* _Short problem_:
According to the page on reading Parquet files in the browser, what is the approximate bundle size of DuckDB-WASM?

Web Data Access
Modern browsers can read Parquet files directly using JavaScript libraries. This enables building interactive analytics dashboards without any backend infrastructure.
Browser Libraries
hyparquet (Recommended for Simple Use)
hyparquet is a pure JavaScript parquet reader that works everywhere:
- No WebAssembly or Workers - works in any browser context
- Simple API for reading parquet files
- Lightweight (~50KB)
- Best choice for embedding in documentation or simple apps
DuckDB-WASM (For Advanced SQL)
DuckDB-WASM provides full SQL capabilities but has hosting requirements:
- Full SQL support including JOINs, aggregations, window functions
- Requires proper CORS headers and often SharedArrayBuffer support
- ~8MB bundle size
- Best for standalone applications where you control server configuration
DuckDB-WASM requires specific server headers (COOP/COEP) for full functionality. It may not work in embedded documentation demos or restrictive hosting environments. For simple parquet reading, use hyparquet instead.
hyparquet Example (Recommended)

* _Dataset content_:
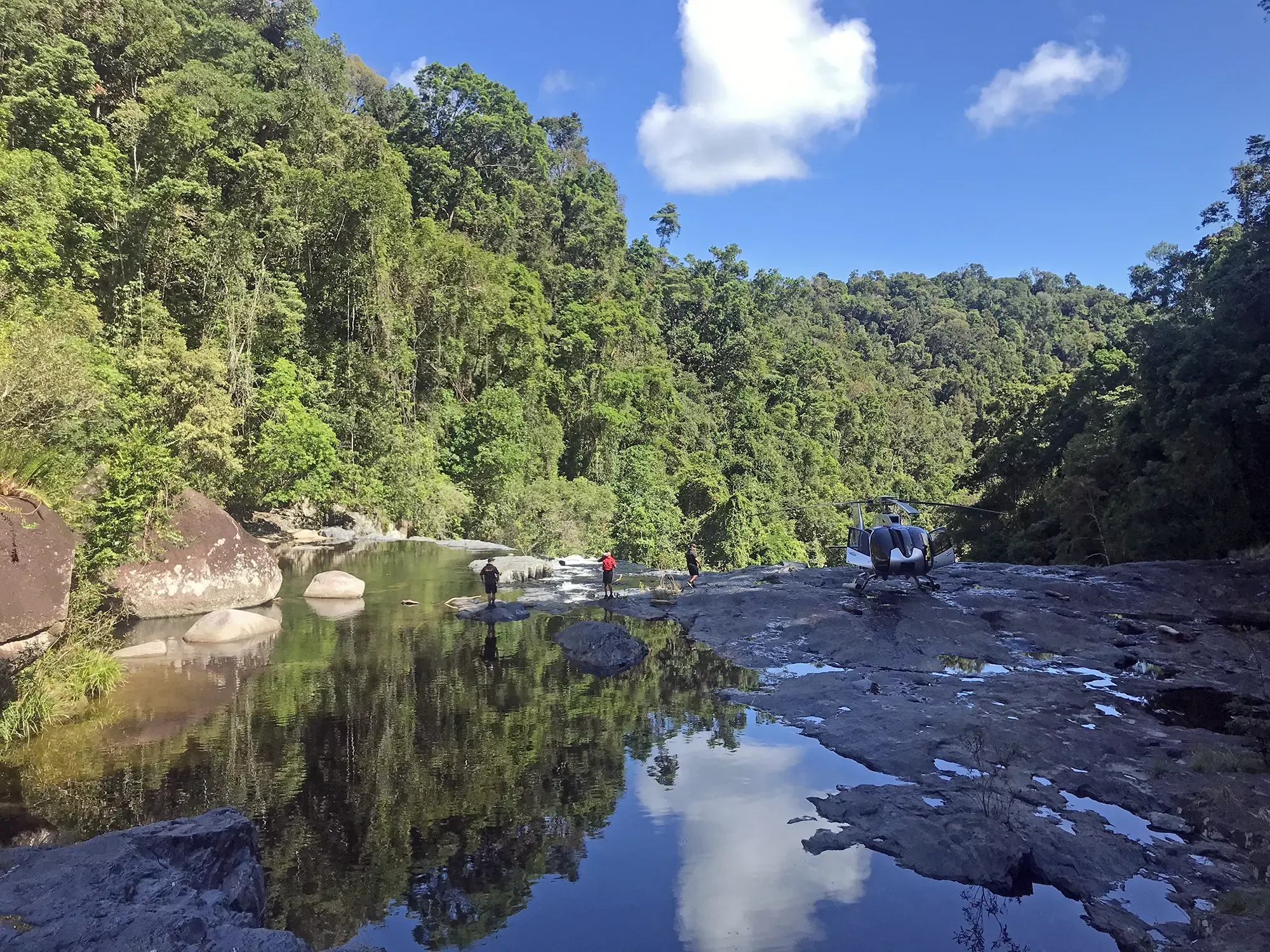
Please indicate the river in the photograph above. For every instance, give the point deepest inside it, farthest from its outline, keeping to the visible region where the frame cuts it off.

* _Reply to the task_:
About 8MB.